### Short task 1
Answer these questions about the smoke control article:
(a) What pressure difference does it give as an example to maintain between the stair and the fire floor when the door is closed?
(b) Which two basic strategies does it name for controlling smoke in a fire?
(c) Which high-temperature rating does it say the smoke exhaust fan motor requires?

In a fire, the survival of people in a building often depends more on protection from smoke than from flame. Smoke poisoning and loss of visibility are the greatest dangers that block escape. This is where fire exhaust (smoke extraction) and stairwell pressurization fans come into play; the electric motors that drive these fans are the heart of the system. These motors take on a far more critical task than an ordinary ventilation fan: in a fire scenario, even if they may only run for a few minutes a year, they must never stop the moment they are running. This article covers the selection of stairwell pressurization (overpressure) and smoke exhaust fan motors; the flow-pressure relationship, continuous and emergency operating regimes, high-temperature (F300/F400) variants, IP protection and redundancy requirements. We also explain why this system differs from a tunnel jet fan.

Smoke Control: Two Different Tasks

In a fire, smoke control is achieved with two basic strategies, and each creates a different fan motor requirement. The first is stairwell pressurization: the escape stair and fire lobby are kept at a higher pressure than their surroundings by blowing clean air inside, so that smoke cannot enter when the door is opened. The second is smoke exhaust: smoke and hot gas are expelled from the space where the fire is, keeping visibility and temperature under control.

These two tasks complement each other. Pressurization keeps the escape route clean while exhaust evacuates the smoke from the fire space. In both systems, motor selection is subject to stricter criteria than an ordinary HVAC fan motor supply, because what is at stake here is life safety.

Stairwell Pressurization (Overpressure) Fan

The pressurization fan keeps the stair shaft at positive pressure by continuously blowing clean air into the escape stair. The goal is to maintain a certain pressure difference between the stair and the fire floor when the door is closed (for example on the order of 50 Pa), and a sufficient air velocity in the door opening when the door is open. The fan must therefore be able to produce both high pressure and sufficient flow.

Stairwell pressurization fan motor and airflow diagram providing positive pressure to the escape stair

Smoke Exhaust (Extraction) Fan

The smoke exhaust fan expels the hot smoke gas from the fire space. The motor of this fan must withstand the high temperature that arises during a fire for a certain period, because the exhaust fan can be in direct contact with the hot gas stream. This characteristic creates the most critical distinction in motor selection and requires the F-class (F300/F400) high-temperature rating we will discuss below. For broader information on smoke extraction systems, you can review our smoke exhaust fan motor supply guide.

### Provided records
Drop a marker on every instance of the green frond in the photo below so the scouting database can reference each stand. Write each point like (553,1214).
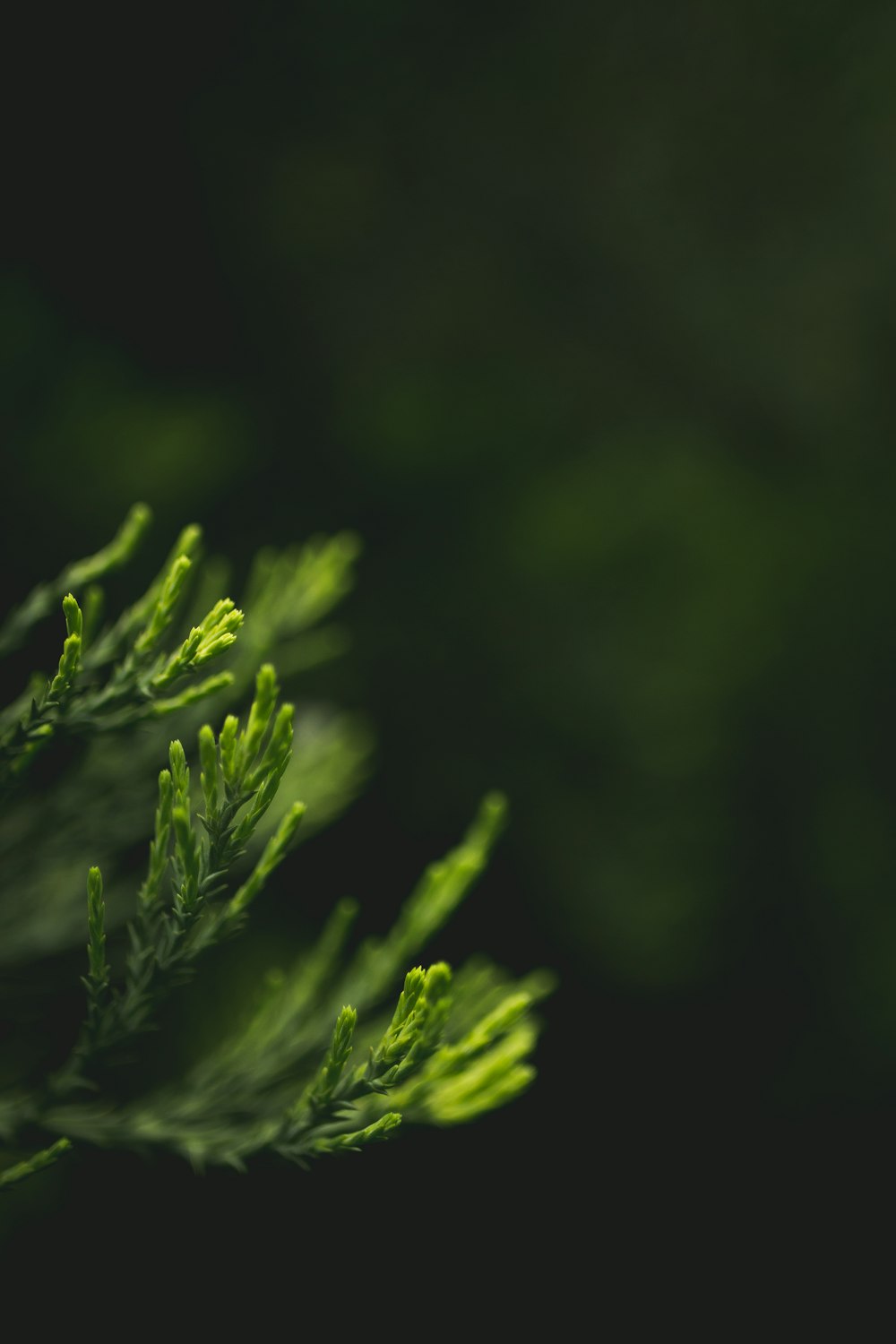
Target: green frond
(339,1048)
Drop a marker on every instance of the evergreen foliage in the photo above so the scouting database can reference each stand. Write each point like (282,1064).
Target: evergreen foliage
(322,1064)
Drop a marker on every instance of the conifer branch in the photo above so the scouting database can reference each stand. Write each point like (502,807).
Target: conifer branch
(320,1066)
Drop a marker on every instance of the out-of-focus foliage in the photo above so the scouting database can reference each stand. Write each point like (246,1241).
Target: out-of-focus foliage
(582,316)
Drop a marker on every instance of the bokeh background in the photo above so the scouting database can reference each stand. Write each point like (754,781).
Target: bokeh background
(583,317)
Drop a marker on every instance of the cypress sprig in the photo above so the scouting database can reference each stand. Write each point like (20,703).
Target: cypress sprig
(99,967)
(43,599)
(320,1066)
(34,1164)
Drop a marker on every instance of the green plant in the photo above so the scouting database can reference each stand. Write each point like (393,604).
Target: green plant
(288,1077)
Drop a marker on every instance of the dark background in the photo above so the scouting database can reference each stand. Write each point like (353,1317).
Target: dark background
(583,317)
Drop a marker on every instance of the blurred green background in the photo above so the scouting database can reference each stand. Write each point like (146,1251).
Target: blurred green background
(583,317)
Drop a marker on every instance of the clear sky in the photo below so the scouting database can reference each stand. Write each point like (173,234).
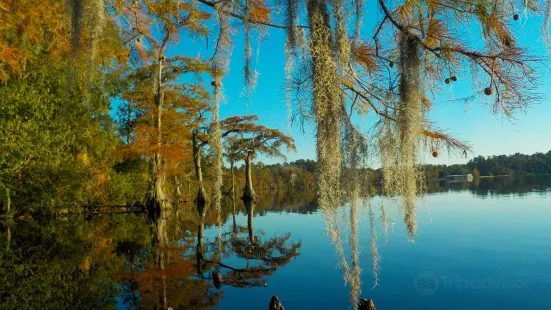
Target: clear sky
(487,134)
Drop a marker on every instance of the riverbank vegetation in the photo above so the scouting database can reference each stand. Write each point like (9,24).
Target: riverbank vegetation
(116,102)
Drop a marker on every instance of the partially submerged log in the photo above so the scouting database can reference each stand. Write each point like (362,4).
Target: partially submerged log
(275,304)
(366,304)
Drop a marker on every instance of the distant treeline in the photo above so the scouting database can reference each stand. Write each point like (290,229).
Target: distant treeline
(517,164)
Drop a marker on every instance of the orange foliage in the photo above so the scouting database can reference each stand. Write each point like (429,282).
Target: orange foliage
(259,11)
(26,25)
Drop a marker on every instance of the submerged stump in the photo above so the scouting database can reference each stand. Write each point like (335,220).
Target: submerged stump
(366,304)
(275,304)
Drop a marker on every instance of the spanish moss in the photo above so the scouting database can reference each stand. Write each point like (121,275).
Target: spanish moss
(375,258)
(327,105)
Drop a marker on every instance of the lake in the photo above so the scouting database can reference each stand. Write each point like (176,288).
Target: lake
(481,245)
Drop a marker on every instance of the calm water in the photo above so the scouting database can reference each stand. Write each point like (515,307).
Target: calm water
(478,246)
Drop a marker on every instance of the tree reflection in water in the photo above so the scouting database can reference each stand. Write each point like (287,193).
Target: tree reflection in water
(191,271)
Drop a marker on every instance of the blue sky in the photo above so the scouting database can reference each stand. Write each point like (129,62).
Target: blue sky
(488,134)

### Short task 2
In the entries, begin at the line with "Drop a marker on every instance of the blue" and continue through the end of the entries. What do those lines read if "scouting database" is changed to "field survey database" and everything else stays the same?

### Final answer 1
(a) On the order of 50 Pa.
(b) Stairwell pressurization and smoke exhaust.
(c) The F-class (F300/F400) high-temperature rating.

### Final answer 2
Drop a marker on every instance of the blue sky in the photo above so the field survey database can reference each stand. Write each point like (129,62).
Target: blue sky
(488,134)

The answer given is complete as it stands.